The painter John Hoyland is now in his seventies, but his breathtaking giant canvases still radiate strength and vitality. Howard Jacobson spends time with him in his studio

The floor of John Hoyland’s studio resembles a jungle undergrowth after a storm – a wonder of wild colour, fertility and iridescence, nothing still, nothing quiet, every causality somehow turned to aesthetic advantage. It is sticky enough for me to fancy that if I walk with purpose on it I might be able to take a couple of his paintings home on my shoes. As the least conceptual or ornamental of painters, Hoyland wouldn’t mind that. Since he paints with the whole man, and aspires to paint everything it’s with every part of yourself that you feel you should possess him.

As with his paintings, so with the atmosphere in which he works: what strikes you immediately is the fecundity. Not only the masks and tribal artefacts picked up on his travels, but the outlandish glass and ceramic sculptures he has made himself, great phallic excrescences that dominate his dining furniture, taking the place of dinner guests – actually excluding dinner guests, since there isn’t room at the table for sculptures and people – hinting at an impatience with the conventional niceties, not out of some impulse to primitive slumming (for he is definitely a man of now) or abstemiousness (for is no less definitely a man of appetite and indulgence), but as though he cannot bear to be in only one place or inhabit only one dimension at a time. The restlessness of the man is tangible.

* Written exercise:
Answer these questions from the passage on John Hoyland above:
1. How old is Hoyland now?
2. What does the floor of his studio resemble?
3. What takes the place of dinner guests at his dining furniture?

* Records provided:
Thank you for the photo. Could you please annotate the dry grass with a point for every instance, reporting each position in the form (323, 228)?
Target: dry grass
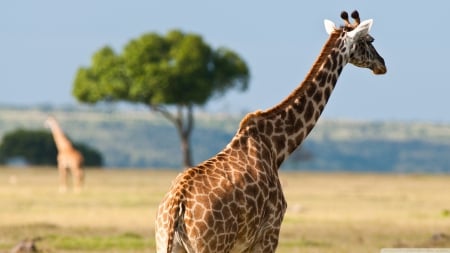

...

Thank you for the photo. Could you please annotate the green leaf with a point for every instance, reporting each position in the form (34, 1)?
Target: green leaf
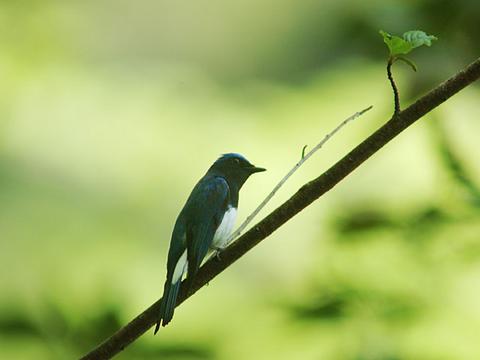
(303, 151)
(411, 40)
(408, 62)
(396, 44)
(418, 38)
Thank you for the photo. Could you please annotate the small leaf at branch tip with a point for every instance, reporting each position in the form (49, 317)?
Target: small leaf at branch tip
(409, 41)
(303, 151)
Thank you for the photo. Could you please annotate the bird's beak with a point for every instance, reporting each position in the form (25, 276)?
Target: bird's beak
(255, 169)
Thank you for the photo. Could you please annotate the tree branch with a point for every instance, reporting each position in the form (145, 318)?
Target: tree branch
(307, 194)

--

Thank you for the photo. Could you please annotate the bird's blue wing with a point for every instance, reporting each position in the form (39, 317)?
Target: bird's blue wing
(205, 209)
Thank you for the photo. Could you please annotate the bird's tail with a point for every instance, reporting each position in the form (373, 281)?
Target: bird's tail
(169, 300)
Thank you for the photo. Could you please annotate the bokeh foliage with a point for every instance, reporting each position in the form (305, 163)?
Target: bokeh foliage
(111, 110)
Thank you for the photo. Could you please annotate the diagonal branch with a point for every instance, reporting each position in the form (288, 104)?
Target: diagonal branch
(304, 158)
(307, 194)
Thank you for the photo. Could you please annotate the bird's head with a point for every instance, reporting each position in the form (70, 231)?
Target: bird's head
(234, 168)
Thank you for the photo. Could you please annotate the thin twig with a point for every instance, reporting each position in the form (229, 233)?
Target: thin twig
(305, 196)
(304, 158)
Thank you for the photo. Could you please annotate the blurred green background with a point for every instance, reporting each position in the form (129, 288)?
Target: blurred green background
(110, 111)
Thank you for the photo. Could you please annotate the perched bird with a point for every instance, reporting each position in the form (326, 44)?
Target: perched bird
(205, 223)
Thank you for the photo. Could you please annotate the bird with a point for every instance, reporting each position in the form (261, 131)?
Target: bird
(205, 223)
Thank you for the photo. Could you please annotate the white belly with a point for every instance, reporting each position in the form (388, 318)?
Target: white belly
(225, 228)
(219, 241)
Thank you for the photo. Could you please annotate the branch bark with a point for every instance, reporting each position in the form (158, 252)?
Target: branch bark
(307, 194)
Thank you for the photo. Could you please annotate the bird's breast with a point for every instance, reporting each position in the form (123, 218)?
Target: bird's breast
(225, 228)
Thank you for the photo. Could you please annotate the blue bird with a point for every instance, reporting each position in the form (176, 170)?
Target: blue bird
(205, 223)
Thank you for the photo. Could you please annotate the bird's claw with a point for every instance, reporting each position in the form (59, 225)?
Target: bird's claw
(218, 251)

* Exercise result:
1. He is in his seventies.
2. A jungle undergrowth after a storm.
3. The outlandish glass and ceramic sculptures he has made himself.